[Written task]: Begin at the line that holds "ear in this photo." and copy each line exactly until the data below ends, including that last line but no pictures.

━━━ Given entries

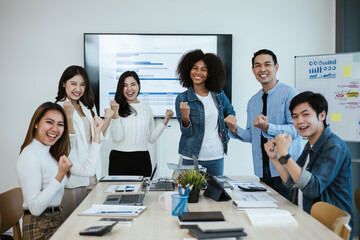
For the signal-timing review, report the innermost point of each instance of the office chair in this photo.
(11, 211)
(333, 218)
(357, 200)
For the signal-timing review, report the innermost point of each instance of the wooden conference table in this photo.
(157, 223)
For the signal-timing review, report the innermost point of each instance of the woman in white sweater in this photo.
(132, 129)
(77, 98)
(43, 165)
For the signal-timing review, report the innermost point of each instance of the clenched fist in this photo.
(261, 122)
(68, 108)
(231, 121)
(115, 107)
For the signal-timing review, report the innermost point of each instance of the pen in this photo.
(115, 211)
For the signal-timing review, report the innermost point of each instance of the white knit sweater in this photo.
(37, 170)
(135, 132)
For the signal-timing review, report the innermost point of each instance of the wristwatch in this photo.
(284, 159)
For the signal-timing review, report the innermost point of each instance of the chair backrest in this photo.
(357, 198)
(11, 211)
(332, 217)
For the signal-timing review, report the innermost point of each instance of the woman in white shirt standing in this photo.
(77, 98)
(43, 165)
(132, 129)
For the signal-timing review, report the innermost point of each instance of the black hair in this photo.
(88, 97)
(124, 107)
(264, 51)
(216, 79)
(315, 100)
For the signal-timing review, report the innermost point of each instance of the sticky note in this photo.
(335, 117)
(356, 58)
(347, 71)
(352, 94)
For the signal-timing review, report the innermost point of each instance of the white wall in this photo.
(40, 38)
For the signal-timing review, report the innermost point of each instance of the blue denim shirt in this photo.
(192, 135)
(327, 177)
(280, 121)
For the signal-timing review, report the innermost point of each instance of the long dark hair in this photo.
(216, 79)
(124, 107)
(88, 98)
(62, 145)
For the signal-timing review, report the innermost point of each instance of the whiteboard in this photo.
(337, 77)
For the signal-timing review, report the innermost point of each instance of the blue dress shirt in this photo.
(280, 121)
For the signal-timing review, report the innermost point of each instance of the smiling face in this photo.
(307, 122)
(50, 128)
(199, 73)
(131, 89)
(75, 87)
(265, 70)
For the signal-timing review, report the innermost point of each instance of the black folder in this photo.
(215, 191)
(201, 216)
(201, 235)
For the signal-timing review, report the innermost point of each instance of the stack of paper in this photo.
(241, 205)
(270, 217)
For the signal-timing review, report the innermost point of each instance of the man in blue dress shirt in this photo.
(268, 115)
(323, 171)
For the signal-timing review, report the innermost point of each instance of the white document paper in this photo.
(270, 217)
(123, 188)
(241, 205)
(121, 178)
(254, 196)
(113, 210)
(235, 184)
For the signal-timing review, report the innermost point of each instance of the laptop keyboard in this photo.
(164, 185)
(167, 186)
(131, 198)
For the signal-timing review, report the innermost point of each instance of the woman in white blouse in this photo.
(43, 169)
(132, 129)
(77, 98)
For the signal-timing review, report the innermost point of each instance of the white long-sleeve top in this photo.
(80, 147)
(135, 132)
(37, 169)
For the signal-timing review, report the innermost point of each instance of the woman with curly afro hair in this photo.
(201, 110)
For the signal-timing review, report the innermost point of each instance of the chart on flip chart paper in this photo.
(337, 77)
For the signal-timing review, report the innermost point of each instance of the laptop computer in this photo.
(164, 185)
(129, 199)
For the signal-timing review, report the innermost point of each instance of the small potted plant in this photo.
(195, 180)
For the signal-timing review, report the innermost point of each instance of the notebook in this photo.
(161, 185)
(128, 199)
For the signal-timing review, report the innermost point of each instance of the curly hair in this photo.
(216, 79)
(125, 109)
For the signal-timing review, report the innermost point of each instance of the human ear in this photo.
(322, 116)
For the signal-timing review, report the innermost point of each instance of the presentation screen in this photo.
(154, 57)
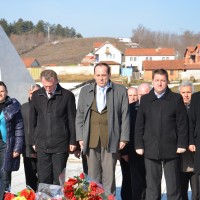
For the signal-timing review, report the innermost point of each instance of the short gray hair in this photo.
(186, 84)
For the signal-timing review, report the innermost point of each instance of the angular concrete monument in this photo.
(13, 71)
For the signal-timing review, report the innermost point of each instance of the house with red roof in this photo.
(173, 67)
(186, 69)
(104, 53)
(30, 62)
(135, 56)
(33, 66)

━━━━━━

[Answer for the task]:
For the signal-timing review, report the innermost point of each instance of the human ear in this photo.
(322, 116)
For the signal-timing review, report the innermost point of each instance of the presentation screen in this photo.
(154, 57)
For the signal-timing review, report the innermost point of each instance of the short gray hair in this photo.
(186, 84)
For the signal-timing review, report the innermost point of each instance of the angular concrete monument in this photo.
(13, 71)
For the signal-timing review, report the innermost point of each instance of the house with red roof in this photo.
(173, 67)
(186, 69)
(104, 53)
(30, 62)
(135, 56)
(33, 66)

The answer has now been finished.